> _Work to complete_: Extract each line below that contains the word "Query".

> _Data_:

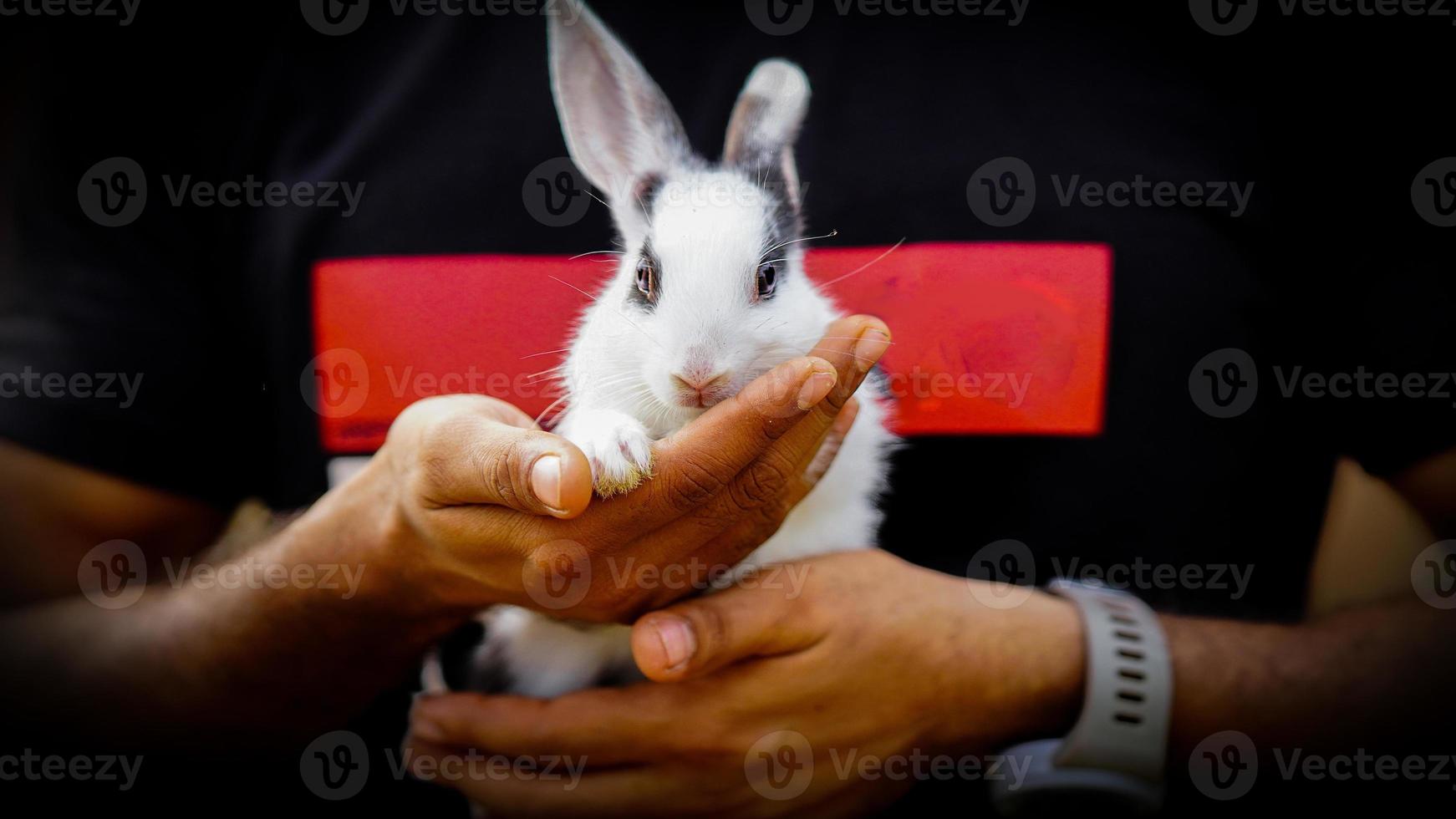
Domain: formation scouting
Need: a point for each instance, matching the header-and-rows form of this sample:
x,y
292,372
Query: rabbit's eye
x,y
767,280
647,280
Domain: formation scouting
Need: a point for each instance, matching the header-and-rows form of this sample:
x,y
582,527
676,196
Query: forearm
x,y
309,634
1359,679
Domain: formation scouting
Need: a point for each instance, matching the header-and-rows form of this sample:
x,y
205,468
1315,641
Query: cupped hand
x,y
827,697
476,506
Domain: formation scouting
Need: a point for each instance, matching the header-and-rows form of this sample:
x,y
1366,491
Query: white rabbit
x,y
710,292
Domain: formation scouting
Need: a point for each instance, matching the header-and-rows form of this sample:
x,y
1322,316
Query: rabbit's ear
x,y
766,121
618,124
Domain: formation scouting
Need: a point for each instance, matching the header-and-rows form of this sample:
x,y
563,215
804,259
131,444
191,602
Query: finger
x,y
704,457
609,725
747,528
472,453
853,345
696,638
829,445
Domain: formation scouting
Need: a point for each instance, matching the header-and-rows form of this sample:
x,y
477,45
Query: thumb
x,y
475,450
696,638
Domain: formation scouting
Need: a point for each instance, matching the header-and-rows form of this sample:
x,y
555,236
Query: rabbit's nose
x,y
696,389
700,381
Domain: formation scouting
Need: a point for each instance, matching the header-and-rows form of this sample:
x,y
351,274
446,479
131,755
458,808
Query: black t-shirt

> _Reply to the exercise_:
Query: rabbit's eye
Query: forearm
Query: cupped hand
Query: white rabbit
Query: rabbit's ear
Query: finger
Query: thumb
Query: rabbit's nose
Query: black t-shirt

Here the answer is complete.